• [Brief] Your task is to repeat the listing exactly.

*** Data records Section Begins ***

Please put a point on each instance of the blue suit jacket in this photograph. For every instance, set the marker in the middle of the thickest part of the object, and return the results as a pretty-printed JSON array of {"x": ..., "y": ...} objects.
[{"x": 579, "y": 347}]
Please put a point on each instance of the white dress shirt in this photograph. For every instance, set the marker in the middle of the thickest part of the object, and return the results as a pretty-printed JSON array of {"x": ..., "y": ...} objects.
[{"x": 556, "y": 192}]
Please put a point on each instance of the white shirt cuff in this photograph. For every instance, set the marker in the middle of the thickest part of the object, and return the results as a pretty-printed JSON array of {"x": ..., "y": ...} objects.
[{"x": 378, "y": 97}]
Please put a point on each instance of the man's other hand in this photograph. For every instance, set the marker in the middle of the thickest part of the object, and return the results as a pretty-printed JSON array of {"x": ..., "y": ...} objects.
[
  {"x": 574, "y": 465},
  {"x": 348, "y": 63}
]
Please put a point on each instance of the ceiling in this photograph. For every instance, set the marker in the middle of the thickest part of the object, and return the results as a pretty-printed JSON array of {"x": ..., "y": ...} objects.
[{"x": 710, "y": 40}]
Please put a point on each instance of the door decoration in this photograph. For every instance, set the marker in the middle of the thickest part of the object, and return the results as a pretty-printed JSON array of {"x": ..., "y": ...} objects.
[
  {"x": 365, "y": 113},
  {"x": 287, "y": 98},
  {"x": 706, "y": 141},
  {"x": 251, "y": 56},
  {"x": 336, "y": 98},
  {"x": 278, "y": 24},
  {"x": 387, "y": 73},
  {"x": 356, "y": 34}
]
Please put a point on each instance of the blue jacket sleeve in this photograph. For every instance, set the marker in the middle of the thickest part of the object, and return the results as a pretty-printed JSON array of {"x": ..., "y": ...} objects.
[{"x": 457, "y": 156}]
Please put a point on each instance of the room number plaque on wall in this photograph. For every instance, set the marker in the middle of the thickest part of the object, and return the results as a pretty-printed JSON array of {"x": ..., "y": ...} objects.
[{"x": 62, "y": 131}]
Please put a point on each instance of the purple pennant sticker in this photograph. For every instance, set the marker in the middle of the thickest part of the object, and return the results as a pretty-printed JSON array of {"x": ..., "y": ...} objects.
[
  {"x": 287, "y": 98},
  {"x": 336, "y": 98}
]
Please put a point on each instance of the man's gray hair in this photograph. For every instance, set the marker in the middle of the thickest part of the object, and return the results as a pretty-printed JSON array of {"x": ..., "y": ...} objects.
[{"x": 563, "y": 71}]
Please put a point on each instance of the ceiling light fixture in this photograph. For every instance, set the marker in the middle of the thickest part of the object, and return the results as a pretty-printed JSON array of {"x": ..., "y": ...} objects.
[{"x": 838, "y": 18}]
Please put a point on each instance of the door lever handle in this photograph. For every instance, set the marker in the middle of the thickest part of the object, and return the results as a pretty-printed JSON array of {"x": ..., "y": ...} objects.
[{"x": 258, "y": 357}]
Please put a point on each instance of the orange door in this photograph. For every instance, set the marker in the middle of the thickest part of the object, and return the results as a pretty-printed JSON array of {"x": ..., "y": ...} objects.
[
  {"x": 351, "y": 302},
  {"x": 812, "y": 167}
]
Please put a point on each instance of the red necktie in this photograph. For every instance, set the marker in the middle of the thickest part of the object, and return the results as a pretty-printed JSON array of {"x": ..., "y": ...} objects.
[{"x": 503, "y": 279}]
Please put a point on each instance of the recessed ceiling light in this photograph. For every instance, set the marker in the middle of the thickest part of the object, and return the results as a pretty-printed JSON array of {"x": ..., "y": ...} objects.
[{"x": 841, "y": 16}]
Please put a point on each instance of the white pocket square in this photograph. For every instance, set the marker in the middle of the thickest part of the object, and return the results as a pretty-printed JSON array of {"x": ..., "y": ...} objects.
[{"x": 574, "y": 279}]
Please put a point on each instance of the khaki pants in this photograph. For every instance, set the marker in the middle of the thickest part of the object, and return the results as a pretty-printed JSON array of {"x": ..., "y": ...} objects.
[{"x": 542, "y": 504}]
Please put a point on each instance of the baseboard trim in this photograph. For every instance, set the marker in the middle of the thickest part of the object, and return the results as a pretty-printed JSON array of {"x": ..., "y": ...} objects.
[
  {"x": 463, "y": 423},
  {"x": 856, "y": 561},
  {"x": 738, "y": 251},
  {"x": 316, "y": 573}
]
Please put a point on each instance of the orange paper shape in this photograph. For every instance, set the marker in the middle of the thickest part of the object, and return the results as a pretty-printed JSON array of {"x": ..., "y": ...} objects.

*** Data records Section Ends ***

• [Answer below]
Please put a point on each instance of the blue suit jacket in this photograph. For every instance, set the marker in the middle of the thickest part of the object, and return the results as a pretty-printed JSON array of {"x": ..., "y": ...} objects.
[{"x": 579, "y": 347}]
Please put a point on each instance of the white dress shirt in this photograph. For every instance, set the marker in the middle of the thickest part of the object, and return the results as a pretty-printed JSON array of {"x": ..., "y": ...} objects.
[{"x": 556, "y": 192}]
Please put a point on each instance of the white shirt cuff in this photograph. For every instance, set the marker in the middle of the thickest part of the object, and return the results as a pretty-printed JSON array of {"x": ..., "y": ...} objects.
[{"x": 378, "y": 97}]
Please put a point on each instance of the man's other hand in this photograph. For every instance, set the marker in the middle of the thickest part of the object, and return the results as a pretty-printed JSON array of {"x": ..., "y": ...} objects.
[
  {"x": 574, "y": 465},
  {"x": 348, "y": 63}
]
Please put a point on each instance of the ceiling in this photograph. For every instance, set the marker in the middle of the thickest part of the object, and return the results as a pretty-printed JSON array of {"x": ..., "y": ...} objects.
[{"x": 710, "y": 40}]
Please put a point on each instance of the door decoration in this photograph. For every instance, set the marker in the middle of the thickest part of the object, and return the results as a pretty-printed JSON array of {"x": ..., "y": ...} objects.
[
  {"x": 365, "y": 113},
  {"x": 287, "y": 98},
  {"x": 706, "y": 141},
  {"x": 251, "y": 56},
  {"x": 336, "y": 98},
  {"x": 278, "y": 24},
  {"x": 387, "y": 73},
  {"x": 356, "y": 34}
]
Please put a point on each instance of the blue jacket sleeve in this photograph. For every instance, set the marker in the middle of the thickest part of the object, and return the results as a pretty-printed JSON array of {"x": ..., "y": ...} objects.
[{"x": 457, "y": 156}]
Please put a point on each instance of the room number plaque on wall in this photograph. For every instance, set the marker in the middle of the thickest part of the object, and return the results as a pretty-printed JSON array of {"x": ..., "y": ...} objects.
[{"x": 62, "y": 131}]
Please put a point on each instance of the purple pennant sticker in this photograph. For every instance, set the marker in the middle of the thickest part of the object, and return the results as a pretty-printed JSON array of {"x": ..., "y": ...} objects.
[
  {"x": 287, "y": 98},
  {"x": 336, "y": 98}
]
Please put a point on each instance of the man's gray hair in this photograph. For every instance, set the marker in the middle of the thickest part of the object, and return the results as a pretty-printed JSON array of {"x": ..., "y": ...} objects.
[{"x": 563, "y": 71}]
Please put a point on each instance of the ceiling light fixture in this photograph. For every instance, set the marker in the middle of the thickest part of the object, and return the results as a pretty-printed JSON array of {"x": ..., "y": ...} objects.
[{"x": 838, "y": 18}]
Please put a point on each instance of the door lever handle in this photograph. For every instance, set the marker in the middle of the thickest part of the object, and return the results as a pretty-printed JSON array of {"x": ..., "y": ...} objects.
[{"x": 258, "y": 357}]
Please put a point on each instance of the orange door in this photograph. For every instance, set the marker in the middle of the thickest part of the object, and return the results as a pretty-printed JSON array of {"x": ..., "y": ...} objects.
[
  {"x": 351, "y": 302},
  {"x": 812, "y": 167}
]
Please put a point on each instance of the red necktie in this photograph. For every instance, set the marker in the middle of the thickest part of the object, and return the results as a pretty-printed JSON array of {"x": ..., "y": ...} objects.
[{"x": 503, "y": 279}]
Please put a point on each instance of the recessed ceiling light in this photograph. For every instance, set the marker in the middle of the thickest part of the object, and return the results as a pretty-printed JSON array of {"x": ..., "y": ...} objects.
[{"x": 841, "y": 16}]
Please put a point on each instance of the white pocket square in this photograph. For every instance, set the marker in the middle of the thickest part of the object, and return the results as a pretty-printed JSON array of {"x": ..., "y": ...} objects.
[{"x": 574, "y": 279}]
Please put a point on each instance of the khaki pants in this photograph. For every instance, set the marker in the middle of the thickest part of the object, and return the results as a pretty-printed JSON array of {"x": ..., "y": ...} objects.
[{"x": 542, "y": 504}]
Please put a point on each instance of the baseboard trim in this photograph. For every instance, set the marker in the middle of the thickest part of the object, and return the results as a pretty-printed JSON array of {"x": ..., "y": ...} objects.
[
  {"x": 463, "y": 423},
  {"x": 856, "y": 561},
  {"x": 738, "y": 251},
  {"x": 316, "y": 573}
]
Please put a point on each instance of the orange paper shape in this photograph. For every instance, set the marker in the middle of the thickest part of the object, and return the results as a pretty-printed JSON array of {"x": ..., "y": ...} objects.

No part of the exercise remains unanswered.